> 所示文本
/---

用TensorFlow构建基础的神经网络(三):AlexNet

参考文献:ImageNet Classification with Deep Convolutional NeuralNetworks
中文翻译:AlexNet论文翻译 (翻译作者:liumaolincycle)
作者:XJTU_Ironboy
时间:2017年8月

三、AlexNet

1.介绍

  AlexNet 可以说是具有历史意义的一个网络结构,可以说在AlexNet之前,深度学习已经沉寂了很久。AlexNet是在2012年被发表的一个经典之作,并在当年取得了ImageNet最好成绩,它在当年的ImageNet图像分类竞赛中,top-5错误率比上一年的冠军下降了十个百分点,而且远远超过当年的第二名。同时该网络结构也是开启ImageNet数据集上更大,更深CNN的开山之作,之后在Imagenet上取得更好结果的ZF-netSPP-netVGG等网络,都是在其基础上修改得到。

2.网络结构

(1) 废话少说,我们直接上图。

用TensorFlow构建基础的神经网络(三):AlexNet_第1张图片

  从上图我们可以看出,AlexNet是一个由5层卷积层和3个全连接层构成的总共8层的神经网络。
(2) 构成细节

Layers Cell Num Input Size Step1 Step2 Step3 Step4 Output Size
Conv1 96 227*227*3 Conv Size:11*11 Strides:4 Padding:VALID ReLU Pool    Size:3*3 Strides:2 Padding:VALID LRN Size:5 27*27*96
Conv2 256 27*27*96 Conv    Size:5*5 Strides:1 Padding:SAME ReLU Pool    Size:3*3 Strides:2 Padding:VALID LRN Size:5 13*13*256
Conv3 384 13*13*256 Conv    Size:3*3 Strides:1 Padding:SAME ReLU 13*13*384
Conv4 384 13*13*384 Conv    Size:3*3 Strides:1 Padding:SAME ReLU 13*13*384
Conv5 256 13*13*384 Conv    Size:3*3 Strides:1 Padding:SAME ReLU Pool    Size:3*3 Strides:2 Padding:VALID LRN Size:5 6*6*256(9216)
FC6 4096 6*6*256(9216) Full Connect 4096
FC7 4096 4096 Full Connect 4096
FC8 1000 4096 Full Connect 1000

3.TensorFlow上实现

  提前声明:由于是放暑假在家,身边并没有合适的硬件设备(主要指:NVIDIA TITAN X GPUs)来跑这种ImageNet上的大型程序(原论文的作者用GPU都跑了5-6天),所以这里只介绍如何构建AlexNet,并没有运行结果,望读者见谅!
① 开始定义AlexNet的整体结构

# 定义AlexNet的所有层的结构
in_units =154587    # 227x227x3=154587
C1_units = 96
C2_units = 256
C3_units = 384
C4_units = 384
C5_units = 256
F6_units = 4096
F7_units = 4096
output_units = 1000

② 输入层

# 定义输入
x = tf.placeholder(tf.float32,[None,in_units],name = "x_input")

\---

> 素材

/---

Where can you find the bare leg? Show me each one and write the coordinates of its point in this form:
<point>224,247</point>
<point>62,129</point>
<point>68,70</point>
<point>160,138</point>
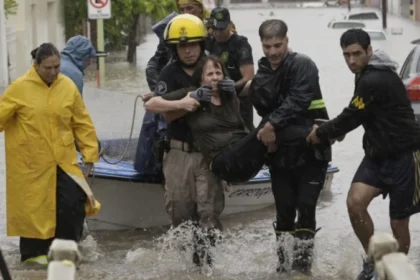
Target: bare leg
<point>401,231</point>
<point>358,199</point>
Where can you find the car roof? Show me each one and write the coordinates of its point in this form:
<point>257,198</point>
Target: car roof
<point>416,42</point>
<point>352,14</point>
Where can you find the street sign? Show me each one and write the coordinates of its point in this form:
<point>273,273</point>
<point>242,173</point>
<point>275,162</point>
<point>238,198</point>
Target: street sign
<point>99,9</point>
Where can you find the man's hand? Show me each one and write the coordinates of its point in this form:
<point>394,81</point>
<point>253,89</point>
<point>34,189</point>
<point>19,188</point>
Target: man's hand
<point>188,103</point>
<point>312,138</point>
<point>91,200</point>
<point>147,96</point>
<point>267,135</point>
<point>202,94</point>
<point>89,167</point>
<point>227,85</point>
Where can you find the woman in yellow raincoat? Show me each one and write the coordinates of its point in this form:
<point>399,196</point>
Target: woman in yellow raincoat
<point>43,114</point>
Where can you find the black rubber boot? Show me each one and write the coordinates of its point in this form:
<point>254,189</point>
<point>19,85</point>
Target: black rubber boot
<point>303,251</point>
<point>202,243</point>
<point>284,257</point>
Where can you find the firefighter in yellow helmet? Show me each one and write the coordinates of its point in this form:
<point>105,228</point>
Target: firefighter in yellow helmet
<point>192,191</point>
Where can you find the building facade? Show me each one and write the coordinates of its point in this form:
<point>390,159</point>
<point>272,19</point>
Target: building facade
<point>36,22</point>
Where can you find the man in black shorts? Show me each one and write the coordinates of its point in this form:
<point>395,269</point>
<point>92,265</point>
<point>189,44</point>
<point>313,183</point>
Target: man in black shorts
<point>391,142</point>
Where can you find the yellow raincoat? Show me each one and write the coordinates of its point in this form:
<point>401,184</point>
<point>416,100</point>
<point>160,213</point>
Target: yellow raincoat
<point>41,124</point>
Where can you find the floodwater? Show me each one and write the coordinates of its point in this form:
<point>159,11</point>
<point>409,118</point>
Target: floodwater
<point>248,248</point>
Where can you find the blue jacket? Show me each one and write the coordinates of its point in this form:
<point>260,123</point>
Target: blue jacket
<point>77,50</point>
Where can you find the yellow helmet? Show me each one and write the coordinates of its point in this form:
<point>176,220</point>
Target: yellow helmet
<point>185,28</point>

\---

请重写这篇介绍AlexNet的文章中的一段，从包含“AlexNet 可以说是具有”的词句开始，到“层构成的总共8层的神经网络。”结束，并将其中的“开山之作”改为“奠基之作”。

AlexNet 可以说是具有历史意义的一个网络结构,可以说在AlexNet之前,深度学习已经沉寂了很久。AlexNet是在2012年被发表的一个经典之作,并在当年取得了ImageNet最好成绩,它在当年的ImageNet图像分类竞赛中,top-5错误率比上一年的冠军下降了十个百分点,而且远远超过当年的第二名。同时该网络结构也是开启ImageNet数据集上更大,更深CNN的奠基之作,之后在Imagenet上取得更好结果的ZF-netSPP-netVGG等网络,都是在其基础上修改得到。

2.网络结构

(1) 废话少说,我们直接上图。

用TensorFlow构建基础的神经网络(三):AlexNet_第1张图片

  从上图我们可以看出,AlexNet是一个由5层卷积层和3个全连接层构成的总共8层的神经网络。